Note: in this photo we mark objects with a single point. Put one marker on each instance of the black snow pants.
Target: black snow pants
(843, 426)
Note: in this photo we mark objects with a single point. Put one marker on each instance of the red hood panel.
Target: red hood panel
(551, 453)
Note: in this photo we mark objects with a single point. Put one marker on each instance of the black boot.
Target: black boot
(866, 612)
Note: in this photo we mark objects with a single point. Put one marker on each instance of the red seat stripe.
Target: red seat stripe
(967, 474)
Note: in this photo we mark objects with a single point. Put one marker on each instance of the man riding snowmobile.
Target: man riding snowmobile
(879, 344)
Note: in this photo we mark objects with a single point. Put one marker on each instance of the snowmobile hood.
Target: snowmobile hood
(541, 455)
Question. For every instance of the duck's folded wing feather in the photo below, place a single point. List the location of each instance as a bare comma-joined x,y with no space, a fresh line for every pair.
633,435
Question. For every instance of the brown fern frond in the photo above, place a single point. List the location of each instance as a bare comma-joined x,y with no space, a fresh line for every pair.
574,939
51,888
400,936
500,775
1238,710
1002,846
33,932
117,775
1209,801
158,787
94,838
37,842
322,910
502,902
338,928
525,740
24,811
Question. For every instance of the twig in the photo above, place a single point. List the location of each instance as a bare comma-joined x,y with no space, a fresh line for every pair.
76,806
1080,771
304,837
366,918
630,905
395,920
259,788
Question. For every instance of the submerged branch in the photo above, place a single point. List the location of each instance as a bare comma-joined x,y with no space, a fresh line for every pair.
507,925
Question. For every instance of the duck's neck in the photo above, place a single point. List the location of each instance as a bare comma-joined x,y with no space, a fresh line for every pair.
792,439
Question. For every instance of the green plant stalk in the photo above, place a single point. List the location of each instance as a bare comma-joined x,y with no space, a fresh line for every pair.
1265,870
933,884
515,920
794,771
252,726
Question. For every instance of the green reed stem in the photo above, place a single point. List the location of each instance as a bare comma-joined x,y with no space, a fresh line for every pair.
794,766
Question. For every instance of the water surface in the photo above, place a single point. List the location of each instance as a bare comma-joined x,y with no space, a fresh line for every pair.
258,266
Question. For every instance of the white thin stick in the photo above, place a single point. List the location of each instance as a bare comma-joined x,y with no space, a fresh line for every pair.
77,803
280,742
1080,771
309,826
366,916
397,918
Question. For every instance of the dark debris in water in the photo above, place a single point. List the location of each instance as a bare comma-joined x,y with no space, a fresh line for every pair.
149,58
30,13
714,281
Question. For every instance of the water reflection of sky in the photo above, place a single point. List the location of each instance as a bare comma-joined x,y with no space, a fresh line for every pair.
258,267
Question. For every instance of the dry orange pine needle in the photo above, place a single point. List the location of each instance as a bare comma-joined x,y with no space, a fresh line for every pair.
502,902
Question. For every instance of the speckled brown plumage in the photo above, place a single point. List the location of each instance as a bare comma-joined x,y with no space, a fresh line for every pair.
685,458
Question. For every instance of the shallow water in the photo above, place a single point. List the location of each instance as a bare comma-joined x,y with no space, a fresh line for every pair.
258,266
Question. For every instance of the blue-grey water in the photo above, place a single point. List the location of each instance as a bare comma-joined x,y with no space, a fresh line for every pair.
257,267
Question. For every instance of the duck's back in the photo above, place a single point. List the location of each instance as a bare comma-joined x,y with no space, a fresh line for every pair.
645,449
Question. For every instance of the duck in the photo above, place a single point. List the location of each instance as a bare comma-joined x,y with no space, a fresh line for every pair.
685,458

+ + + + + + +

To be done: Copy out the lines of the records, from the line containing "Question. For every instance of the duck in" through the end of the records, with the same wording and line breaks.

Response to the task:
Question. For every instance of the duck in the photo above, place a single point. List the location of each instance as a bare comma-joined x,y with no space, a fresh line for every pair.
685,458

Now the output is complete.